(Dataset extract Opens)

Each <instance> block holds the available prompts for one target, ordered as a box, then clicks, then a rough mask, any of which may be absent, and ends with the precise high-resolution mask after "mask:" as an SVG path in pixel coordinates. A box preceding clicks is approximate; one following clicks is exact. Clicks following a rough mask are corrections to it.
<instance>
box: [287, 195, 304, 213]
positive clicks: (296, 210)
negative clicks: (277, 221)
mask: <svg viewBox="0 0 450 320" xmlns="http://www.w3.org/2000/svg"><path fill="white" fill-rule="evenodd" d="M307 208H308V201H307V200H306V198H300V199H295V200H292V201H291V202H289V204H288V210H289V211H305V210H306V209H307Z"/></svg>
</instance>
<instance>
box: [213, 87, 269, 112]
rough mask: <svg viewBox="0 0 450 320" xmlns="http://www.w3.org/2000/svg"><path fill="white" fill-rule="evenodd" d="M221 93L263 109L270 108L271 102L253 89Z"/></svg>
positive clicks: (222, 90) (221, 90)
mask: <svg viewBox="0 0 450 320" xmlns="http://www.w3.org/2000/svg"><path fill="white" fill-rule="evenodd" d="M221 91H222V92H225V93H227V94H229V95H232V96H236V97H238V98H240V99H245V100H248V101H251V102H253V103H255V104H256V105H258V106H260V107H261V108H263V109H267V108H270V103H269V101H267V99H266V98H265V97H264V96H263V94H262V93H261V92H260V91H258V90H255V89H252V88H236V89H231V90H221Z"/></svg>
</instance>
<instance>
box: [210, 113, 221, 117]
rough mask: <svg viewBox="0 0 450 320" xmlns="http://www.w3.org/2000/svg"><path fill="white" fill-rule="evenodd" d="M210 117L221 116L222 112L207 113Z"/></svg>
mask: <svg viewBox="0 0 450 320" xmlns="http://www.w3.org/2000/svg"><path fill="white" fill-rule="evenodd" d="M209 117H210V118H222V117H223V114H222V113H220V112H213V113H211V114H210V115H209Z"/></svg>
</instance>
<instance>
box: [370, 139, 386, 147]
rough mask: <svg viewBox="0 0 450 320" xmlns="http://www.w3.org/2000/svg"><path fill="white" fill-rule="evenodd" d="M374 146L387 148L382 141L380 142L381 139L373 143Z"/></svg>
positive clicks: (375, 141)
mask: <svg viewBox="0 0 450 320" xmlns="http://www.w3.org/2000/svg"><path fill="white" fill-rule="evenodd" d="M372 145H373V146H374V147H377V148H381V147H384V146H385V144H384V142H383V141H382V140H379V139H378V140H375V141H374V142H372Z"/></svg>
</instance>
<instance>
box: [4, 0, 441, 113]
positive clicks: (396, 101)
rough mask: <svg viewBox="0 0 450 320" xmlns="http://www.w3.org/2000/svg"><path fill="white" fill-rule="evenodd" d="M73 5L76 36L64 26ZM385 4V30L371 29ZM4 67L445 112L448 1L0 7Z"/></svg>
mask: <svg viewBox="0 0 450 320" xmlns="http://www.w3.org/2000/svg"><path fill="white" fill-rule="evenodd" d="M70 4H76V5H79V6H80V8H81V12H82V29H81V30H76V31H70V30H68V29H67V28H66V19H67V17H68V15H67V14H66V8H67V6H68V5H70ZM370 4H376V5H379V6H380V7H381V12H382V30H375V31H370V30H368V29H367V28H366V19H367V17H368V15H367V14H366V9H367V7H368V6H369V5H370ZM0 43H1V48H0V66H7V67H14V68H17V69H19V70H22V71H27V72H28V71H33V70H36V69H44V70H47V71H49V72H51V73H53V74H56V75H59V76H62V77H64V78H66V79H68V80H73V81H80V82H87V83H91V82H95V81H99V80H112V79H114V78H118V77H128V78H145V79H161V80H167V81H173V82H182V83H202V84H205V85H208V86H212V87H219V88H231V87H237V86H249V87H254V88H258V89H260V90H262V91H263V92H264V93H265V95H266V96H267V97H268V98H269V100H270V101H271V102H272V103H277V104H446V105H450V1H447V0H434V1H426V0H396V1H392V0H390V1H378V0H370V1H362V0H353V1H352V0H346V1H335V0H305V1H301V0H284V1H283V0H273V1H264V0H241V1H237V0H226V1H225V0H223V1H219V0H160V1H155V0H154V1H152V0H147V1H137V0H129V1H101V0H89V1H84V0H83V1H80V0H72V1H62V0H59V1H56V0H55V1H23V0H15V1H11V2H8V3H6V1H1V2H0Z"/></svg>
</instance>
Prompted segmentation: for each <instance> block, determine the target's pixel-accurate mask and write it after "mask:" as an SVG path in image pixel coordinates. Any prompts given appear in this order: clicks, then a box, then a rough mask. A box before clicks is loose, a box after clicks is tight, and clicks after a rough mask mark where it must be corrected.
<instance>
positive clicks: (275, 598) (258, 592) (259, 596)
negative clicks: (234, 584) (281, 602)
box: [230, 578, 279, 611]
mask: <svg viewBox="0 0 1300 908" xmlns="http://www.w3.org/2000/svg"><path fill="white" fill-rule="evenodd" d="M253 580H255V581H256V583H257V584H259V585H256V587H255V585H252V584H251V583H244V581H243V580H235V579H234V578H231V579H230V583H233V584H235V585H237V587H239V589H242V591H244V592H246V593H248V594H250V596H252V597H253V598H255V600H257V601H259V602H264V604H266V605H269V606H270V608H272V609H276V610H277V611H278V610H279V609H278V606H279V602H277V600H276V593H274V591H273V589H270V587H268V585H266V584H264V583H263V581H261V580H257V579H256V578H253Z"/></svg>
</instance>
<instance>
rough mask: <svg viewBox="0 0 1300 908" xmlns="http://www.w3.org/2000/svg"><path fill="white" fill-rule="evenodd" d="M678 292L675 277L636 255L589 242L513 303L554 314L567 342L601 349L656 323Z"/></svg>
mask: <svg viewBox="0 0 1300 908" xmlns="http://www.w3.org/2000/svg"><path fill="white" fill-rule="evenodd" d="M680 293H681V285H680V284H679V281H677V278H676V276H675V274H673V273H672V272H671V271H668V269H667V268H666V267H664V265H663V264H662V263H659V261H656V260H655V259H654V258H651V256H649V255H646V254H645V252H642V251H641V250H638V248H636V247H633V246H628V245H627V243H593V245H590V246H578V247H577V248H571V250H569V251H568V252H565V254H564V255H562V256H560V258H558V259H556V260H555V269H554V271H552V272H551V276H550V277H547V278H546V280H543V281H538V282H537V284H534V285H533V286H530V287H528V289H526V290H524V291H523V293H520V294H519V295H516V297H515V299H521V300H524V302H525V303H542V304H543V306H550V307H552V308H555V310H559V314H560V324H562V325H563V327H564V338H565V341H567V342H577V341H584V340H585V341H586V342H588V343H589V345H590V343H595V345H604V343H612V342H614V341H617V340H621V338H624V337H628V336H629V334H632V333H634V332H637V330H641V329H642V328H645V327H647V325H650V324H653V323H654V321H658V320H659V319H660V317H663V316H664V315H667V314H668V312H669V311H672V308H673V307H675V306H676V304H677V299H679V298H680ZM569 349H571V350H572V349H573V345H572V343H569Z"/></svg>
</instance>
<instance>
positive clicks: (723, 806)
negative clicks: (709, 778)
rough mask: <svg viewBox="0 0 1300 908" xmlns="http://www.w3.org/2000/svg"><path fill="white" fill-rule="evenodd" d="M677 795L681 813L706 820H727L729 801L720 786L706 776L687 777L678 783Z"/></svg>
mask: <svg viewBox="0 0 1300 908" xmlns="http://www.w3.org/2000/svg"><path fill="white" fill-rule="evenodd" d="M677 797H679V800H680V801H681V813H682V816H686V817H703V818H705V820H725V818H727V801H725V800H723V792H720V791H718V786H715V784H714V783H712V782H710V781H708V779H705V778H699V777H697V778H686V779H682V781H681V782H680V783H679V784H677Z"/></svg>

(Dataset extract Closes)

Aim of the task: Send back every record, precisely as written.

Output of the exercise:
Each <instance> block holds the available prompts for one target, ordered as a box, then clicks, then a rough mask, any of which may be absent, and ends with the precise high-resolution mask after "mask:" as an SVG path in pixel coordinates. A box preceding clicks is approximate; one following clicks is exact. Clicks following a rough mask are corrections to it.
<instance>
box: [287, 195, 304, 213]
positive clicks: (296, 210)
negative clicks: (277, 221)
mask: <svg viewBox="0 0 450 320" xmlns="http://www.w3.org/2000/svg"><path fill="white" fill-rule="evenodd" d="M307 208H308V201H307V200H306V198H300V199H295V200H292V201H291V202H289V204H288V210H289V211H305V210H306V209H307Z"/></svg>
</instance>
<instance>
box: [213, 87, 269, 112]
rough mask: <svg viewBox="0 0 450 320" xmlns="http://www.w3.org/2000/svg"><path fill="white" fill-rule="evenodd" d="M221 93L263 109L270 108L271 102L253 89Z"/></svg>
positive clicks: (222, 90) (221, 90)
mask: <svg viewBox="0 0 450 320" xmlns="http://www.w3.org/2000/svg"><path fill="white" fill-rule="evenodd" d="M221 91H222V92H225V93H227V94H229V95H232V96H236V97H238V98H240V99H245V100H248V101H251V102H253V103H255V104H256V105H258V106H260V107H261V108H263V109H267V108H270V103H269V101H267V99H266V98H265V97H264V96H263V94H262V93H261V92H260V91H258V90H255V89H252V88H236V89H231V90H221Z"/></svg>
</instance>
<instance>
box: [210, 113, 221, 117]
rough mask: <svg viewBox="0 0 450 320" xmlns="http://www.w3.org/2000/svg"><path fill="white" fill-rule="evenodd" d="M210 117L221 116L222 112L207 113Z"/></svg>
mask: <svg viewBox="0 0 450 320" xmlns="http://www.w3.org/2000/svg"><path fill="white" fill-rule="evenodd" d="M209 117H210V118H222V117H223V114H222V113H220V112H213V113H211V114H210V115H209Z"/></svg>
</instance>
<instance>
box: [370, 139, 386, 147]
rough mask: <svg viewBox="0 0 450 320" xmlns="http://www.w3.org/2000/svg"><path fill="white" fill-rule="evenodd" d="M374 146L387 148L382 141L380 142L381 139L373 143Z"/></svg>
positive clicks: (375, 141)
mask: <svg viewBox="0 0 450 320" xmlns="http://www.w3.org/2000/svg"><path fill="white" fill-rule="evenodd" d="M372 145H373V146H374V147H377V148H381V147H384V146H385V144H384V142H383V141H382V140H379V139H378V140H375V141H374V142H372Z"/></svg>
</instance>
<instance>
box: [4, 0, 441, 113]
positive clicks: (396, 101)
rough mask: <svg viewBox="0 0 450 320" xmlns="http://www.w3.org/2000/svg"><path fill="white" fill-rule="evenodd" d="M73 5L76 36L64 26ZM385 4V30L371 29ZM4 67L445 112L448 1L0 7Z"/></svg>
mask: <svg viewBox="0 0 450 320" xmlns="http://www.w3.org/2000/svg"><path fill="white" fill-rule="evenodd" d="M70 4H76V5H79V6H80V8H81V12H82V29H81V30H76V31H70V30H68V29H67V28H66V19H67V17H68V15H67V14H66V8H67V6H68V5H70ZM370 4H376V5H379V6H380V7H381V12H382V30H375V31H370V30H368V29H367V28H366V19H367V17H368V15H367V14H366V9H367V7H368V6H369V5H370ZM0 43H1V48H0V66H7V67H14V68H17V69H19V70H22V71H27V72H28V71H33V70H36V69H44V70H47V71H49V72H51V73H53V74H56V75H59V76H62V77H64V78H66V79H68V80H73V81H80V82H87V83H91V82H95V81H99V80H112V79H114V78H118V77H128V78H145V79H161V80H167V81H173V82H182V83H202V84H205V85H208V86H212V87H219V88H231V87H237V86H249V87H254V88H258V89H260V90H262V91H263V92H264V93H265V95H266V96H267V97H268V98H269V100H270V101H271V102H272V103H277V104H446V105H450V1H447V0H434V1H426V0H396V1H392V0H390V1H378V0H370V1H362V0H353V1H352V0H346V1H335V0H305V1H301V0H284V1H283V0H273V1H264V0H241V1H237V0H226V1H225V0H223V1H219V0H160V1H155V0H154V1H152V0H147V1H137V0H129V1H101V0H89V1H84V0H83V1H80V0H72V1H62V0H59V1H56V0H55V1H23V0H15V1H11V2H8V3H6V1H1V2H0Z"/></svg>
</instance>
Prompted segmentation: for each <instance> block, determine the target's pixel-accurate mask and write it after "mask:" as an SVG path in image pixel coordinates. Any prompts given appear in this order: clicks, then a box, then a rough mask. A box before clicks is loose, a box after clicks is tight, and clicks after a rough mask mark where it must be corrected.
<instance>
positive clicks: (275, 598) (258, 592) (259, 596)
negative clicks: (234, 584) (281, 602)
box: [230, 578, 279, 611]
mask: <svg viewBox="0 0 1300 908" xmlns="http://www.w3.org/2000/svg"><path fill="white" fill-rule="evenodd" d="M253 580H255V581H256V583H257V584H259V585H256V587H255V585H252V584H251V583H244V581H243V580H235V579H234V578H231V579H230V583H233V584H235V585H237V587H239V589H242V591H244V592H246V593H248V594H250V596H252V597H253V598H255V600H257V601H259V602H264V604H266V605H269V606H270V608H272V609H276V610H277V611H278V610H279V609H278V606H279V602H277V600H276V593H274V591H273V589H270V587H268V585H266V584H264V583H263V581H261V580H257V579H256V578H253Z"/></svg>
</instance>
<instance>
rough mask: <svg viewBox="0 0 1300 908" xmlns="http://www.w3.org/2000/svg"><path fill="white" fill-rule="evenodd" d="M678 292L675 277L636 255L589 242L513 303L554 314L567 342L601 349L656 323Z"/></svg>
mask: <svg viewBox="0 0 1300 908" xmlns="http://www.w3.org/2000/svg"><path fill="white" fill-rule="evenodd" d="M680 293H681V285H680V284H679V281H677V278H676V276H675V274H673V273H672V272H671V271H668V269H667V268H666V267H664V265H663V264H662V263H659V261H656V260H655V259H654V258H651V256H649V255H646V254H645V252H642V251H641V250H638V248H636V247H633V246H628V245H627V243H593V245H590V246H578V247H577V248H571V250H569V251H568V252H565V254H564V255H562V256H560V258H558V259H556V260H555V269H554V271H552V272H551V276H550V277H547V278H546V280H543V281H538V282H537V284H534V285H533V286H530V287H528V289H526V290H524V291H523V293H520V294H519V295H516V297H515V299H521V300H524V302H525V303H542V304H543V306H550V307H552V308H555V310H559V314H560V324H562V325H563V327H564V338H565V341H567V342H577V341H584V340H585V341H586V342H588V343H589V345H590V343H595V345H604V343H612V342H614V341H617V340H621V338H624V337H628V336H629V334H632V333H634V332H637V330H641V329H642V328H645V327H647V325H650V324H653V323H654V321H658V320H659V319H660V317H663V316H664V315H667V314H668V312H669V311H672V308H673V307H675V306H676V304H677V299H679V298H680ZM569 349H571V350H572V349H573V345H572V343H569Z"/></svg>
</instance>
<instance>
positive clicks: (723, 806)
negative clicks: (709, 778)
rough mask: <svg viewBox="0 0 1300 908" xmlns="http://www.w3.org/2000/svg"><path fill="white" fill-rule="evenodd" d="M677 795L681 813L706 820H727L729 801L720 786L706 776L687 777L678 783Z"/></svg>
mask: <svg viewBox="0 0 1300 908" xmlns="http://www.w3.org/2000/svg"><path fill="white" fill-rule="evenodd" d="M677 797H679V800H680V801H681V813H682V816H686V817H703V818H705V820H725V818H727V801H725V800H723V792H720V791H718V786H715V784H714V783H712V782H710V781H708V779H705V778H699V777H697V778H686V779H682V781H681V782H680V783H679V784H677Z"/></svg>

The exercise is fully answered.